How to resolve "number of items to replace is not a multiple of replacement length" error in a bootstrapped regression? - r

I am trying to conduct a bootstrapped regression model using code from Andy Field's textbook Discovering Statistics Using R.
I am struggling to interpret an error message that I receive when running the boot() function. From reading other forum posts I understand that it is telling me that there is an imbalance in the number of items between two objects, but I don't understand what this means in my context and how I can resolve it.
You can download my data here (a publicly available Dataset on Airbnb listings) and find my code and the full error message below. I am using a mixture of factored dummy variables and continuous variables as predictors. Thanks in advance for any help!
Code:
bootReg <- function (formula, data, i)
{
d <- data [i,]
fit <- lm(formula, data = d)
return(coef(fit))
}
bootResults <- boot(statistic = bootReg, formula = review_scores_rating ~ instant_bookable + cancellation_policy +
host_since_cat + host_location_cat + host_response_time +
host_is_superhost + host_listings_cat + property_type + room_type +
accommodates + bedrooms + beds + price + security_deposit +
cleaning_fee + extra_people + minimum_nights + amenityBreakfast +
amenityAC + amenityElevator + amenityKitchen + amenityHostGreeting +
amenitySmoking + amenityPets + amenityWifi + amenityTV,
data = listingsRating, R = 2000)

Data —
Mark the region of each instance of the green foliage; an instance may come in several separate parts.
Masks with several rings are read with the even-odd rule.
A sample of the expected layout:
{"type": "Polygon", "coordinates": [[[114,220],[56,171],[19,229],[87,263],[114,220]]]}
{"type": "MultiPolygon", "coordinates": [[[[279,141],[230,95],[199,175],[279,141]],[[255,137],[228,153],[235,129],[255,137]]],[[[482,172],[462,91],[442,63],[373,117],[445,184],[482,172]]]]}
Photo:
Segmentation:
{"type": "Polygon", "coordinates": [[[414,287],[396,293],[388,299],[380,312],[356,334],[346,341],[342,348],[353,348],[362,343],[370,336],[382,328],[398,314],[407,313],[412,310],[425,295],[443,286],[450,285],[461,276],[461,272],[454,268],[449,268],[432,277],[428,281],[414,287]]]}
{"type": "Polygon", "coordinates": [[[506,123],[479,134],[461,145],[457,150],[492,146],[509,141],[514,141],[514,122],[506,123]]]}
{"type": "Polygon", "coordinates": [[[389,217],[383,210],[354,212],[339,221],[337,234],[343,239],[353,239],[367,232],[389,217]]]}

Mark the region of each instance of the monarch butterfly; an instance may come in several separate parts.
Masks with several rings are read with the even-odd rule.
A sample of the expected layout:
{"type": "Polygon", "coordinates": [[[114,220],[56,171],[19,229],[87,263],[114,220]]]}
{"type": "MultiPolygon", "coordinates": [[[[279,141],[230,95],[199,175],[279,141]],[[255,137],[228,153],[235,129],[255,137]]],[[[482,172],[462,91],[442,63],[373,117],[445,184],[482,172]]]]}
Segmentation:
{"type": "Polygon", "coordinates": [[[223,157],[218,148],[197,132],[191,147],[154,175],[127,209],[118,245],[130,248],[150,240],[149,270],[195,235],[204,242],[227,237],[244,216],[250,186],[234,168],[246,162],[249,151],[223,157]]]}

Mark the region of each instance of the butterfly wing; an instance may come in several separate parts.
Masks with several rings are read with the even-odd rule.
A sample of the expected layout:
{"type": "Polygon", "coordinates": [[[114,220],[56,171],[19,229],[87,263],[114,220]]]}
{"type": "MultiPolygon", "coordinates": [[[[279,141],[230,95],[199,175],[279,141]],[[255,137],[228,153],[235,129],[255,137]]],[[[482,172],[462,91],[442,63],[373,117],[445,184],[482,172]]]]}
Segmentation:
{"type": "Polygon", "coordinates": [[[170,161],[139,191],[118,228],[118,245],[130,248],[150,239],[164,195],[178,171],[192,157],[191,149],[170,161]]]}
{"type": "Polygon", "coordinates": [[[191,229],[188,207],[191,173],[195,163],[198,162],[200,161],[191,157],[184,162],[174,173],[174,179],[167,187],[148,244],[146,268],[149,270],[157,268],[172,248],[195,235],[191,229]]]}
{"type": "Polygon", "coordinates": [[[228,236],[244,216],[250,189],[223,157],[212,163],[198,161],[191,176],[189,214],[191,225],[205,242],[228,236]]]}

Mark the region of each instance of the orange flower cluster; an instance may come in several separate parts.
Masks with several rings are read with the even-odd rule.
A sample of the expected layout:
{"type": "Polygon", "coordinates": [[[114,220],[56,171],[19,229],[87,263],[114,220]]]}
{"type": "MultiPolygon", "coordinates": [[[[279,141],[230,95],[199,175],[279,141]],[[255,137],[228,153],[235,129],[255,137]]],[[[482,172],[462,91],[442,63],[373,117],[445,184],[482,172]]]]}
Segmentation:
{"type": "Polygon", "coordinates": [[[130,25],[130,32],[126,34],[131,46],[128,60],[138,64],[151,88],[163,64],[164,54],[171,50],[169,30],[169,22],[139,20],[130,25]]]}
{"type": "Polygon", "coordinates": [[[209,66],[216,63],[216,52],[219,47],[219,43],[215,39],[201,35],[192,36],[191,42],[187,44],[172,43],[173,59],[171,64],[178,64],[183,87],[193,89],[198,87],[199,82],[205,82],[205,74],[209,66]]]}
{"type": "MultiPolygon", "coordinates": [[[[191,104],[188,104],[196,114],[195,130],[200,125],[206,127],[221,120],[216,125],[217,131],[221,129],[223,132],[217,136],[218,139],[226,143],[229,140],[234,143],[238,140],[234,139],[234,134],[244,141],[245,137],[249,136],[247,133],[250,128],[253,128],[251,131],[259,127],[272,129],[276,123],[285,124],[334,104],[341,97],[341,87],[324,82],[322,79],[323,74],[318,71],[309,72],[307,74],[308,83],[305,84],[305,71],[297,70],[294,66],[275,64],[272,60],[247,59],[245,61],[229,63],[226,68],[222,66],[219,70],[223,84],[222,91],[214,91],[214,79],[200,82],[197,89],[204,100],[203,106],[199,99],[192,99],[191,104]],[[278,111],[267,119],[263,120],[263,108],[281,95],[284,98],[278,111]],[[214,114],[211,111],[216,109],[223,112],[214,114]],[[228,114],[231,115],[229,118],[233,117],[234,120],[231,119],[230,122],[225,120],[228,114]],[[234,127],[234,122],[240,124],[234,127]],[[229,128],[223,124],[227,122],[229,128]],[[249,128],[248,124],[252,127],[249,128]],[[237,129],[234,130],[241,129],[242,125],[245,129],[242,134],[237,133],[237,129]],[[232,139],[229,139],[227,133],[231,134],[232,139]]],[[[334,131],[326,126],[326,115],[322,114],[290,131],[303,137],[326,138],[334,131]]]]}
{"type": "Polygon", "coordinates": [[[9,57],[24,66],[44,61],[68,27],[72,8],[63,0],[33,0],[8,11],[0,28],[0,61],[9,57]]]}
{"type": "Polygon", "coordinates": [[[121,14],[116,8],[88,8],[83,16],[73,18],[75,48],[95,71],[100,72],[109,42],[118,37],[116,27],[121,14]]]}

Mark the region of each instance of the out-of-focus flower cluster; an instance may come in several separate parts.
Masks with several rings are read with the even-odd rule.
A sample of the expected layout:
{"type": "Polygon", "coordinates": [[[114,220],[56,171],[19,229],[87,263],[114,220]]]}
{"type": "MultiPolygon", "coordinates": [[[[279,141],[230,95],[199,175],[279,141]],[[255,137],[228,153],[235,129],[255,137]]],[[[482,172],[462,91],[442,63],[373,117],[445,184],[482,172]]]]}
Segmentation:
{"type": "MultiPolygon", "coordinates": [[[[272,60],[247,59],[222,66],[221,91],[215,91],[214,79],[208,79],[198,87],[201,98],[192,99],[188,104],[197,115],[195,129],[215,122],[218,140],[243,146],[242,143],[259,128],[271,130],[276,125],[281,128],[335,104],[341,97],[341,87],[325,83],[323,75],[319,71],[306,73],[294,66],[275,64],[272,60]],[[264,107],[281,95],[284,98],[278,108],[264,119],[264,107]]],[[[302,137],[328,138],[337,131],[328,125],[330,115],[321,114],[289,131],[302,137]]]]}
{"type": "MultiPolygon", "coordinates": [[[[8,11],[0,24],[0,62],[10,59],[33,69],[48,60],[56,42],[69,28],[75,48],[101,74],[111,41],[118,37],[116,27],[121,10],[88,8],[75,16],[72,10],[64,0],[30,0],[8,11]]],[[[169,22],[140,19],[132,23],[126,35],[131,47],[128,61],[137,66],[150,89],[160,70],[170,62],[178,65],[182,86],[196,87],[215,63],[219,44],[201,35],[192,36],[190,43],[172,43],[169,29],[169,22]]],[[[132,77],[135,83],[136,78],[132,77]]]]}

What to do —
1 – Answer these from the forum post about the bootstrapped regression error:
(a) Whose textbook supplied the code?
(b) What is the downloadable dataset about?
(c) What value is given for R in the boot() call?
2 – Translate this sentence from the bootstrapped regression post into Spanish: "I am using a mixture of factored dummy variables and continuous variables as predictors."
3 – Write a continuation of the forum post about the bootstrapped regression error, starting from where it stops.

Set of answers —
1 –
(a) Andy Field's textbook, Discovering Statistics Using R.
(b) Airbnb listings. It is a publicly available dataset.
(c) 2000.

2 – Estoy usando una combinación de variables ficticias factorizadas y variables continuas como predictores.

3 –
Error:
Error in t.star[r, ] <- res[[r]] :
number of items to replace is not a multiple of replacement length
In addition: Warning message:
In doTryCatch(return(expr), name, parentenv, handler) :
restarting interrupted promise evaluation

The Problem
The problem is your factor variables. When you do an lm() on a subset of your data (which is done over and over again in boot::boot()), you only get coefficients for the factor levels that are present. Then each coefficient draw could be of different lengths. This can be reproduced if you do
debug(boot)
set.seed(123)
bootResults <- boot(statistic = bootReg, formula = review_scores_rating ~ instant_bookable + cancellation_policy +
host_since_cat + host_location_cat + host_response_time +
host_is_superhost + host_listings_cat + property_type + room_type +
accommodates + bedrooms + beds + price + security_deposit +
cleaning_fee + extra_people + minimum_nights + amenityBreakfast +
amenityAC + amenityElevator + amenityKitchen + amenityHostGreeting +
amenitySmoking + amenityPets + amenityWifi + amenityTV,
data = listingsRating, R = 2)
which will allow you to move through the function call one line at a time. After you run the line
res <- if (ncpus > 1L && (have_mc || have_snow)) {
if (have_mc) {
parallel::mclapply(seq_len(RR), fn, mc.cores = ncpus)
}
else if (have_snow) {
list(...)
if (is.null(cl)) {
cl <- parallel::makePSOCKcluster(rep("localhost",
ncpus))
if (RNGkind()[1L] == "L'Ecuyer-CMRG")
parallel::clusterSetRNGStream(cl)
res <- parallel::parLapply(cl, seq_len(RR), fn)
parallel::stopCluster(cl)
res
}
else parallel::parLapply(cl, seq_len(RR), fn)
}
} else lapply(seq_len(RR), fn)
Then try
setdiff(names(res[[1]]), names(res[[2]]))
# [1] "property_typeBarn" "property_typeNature lodge"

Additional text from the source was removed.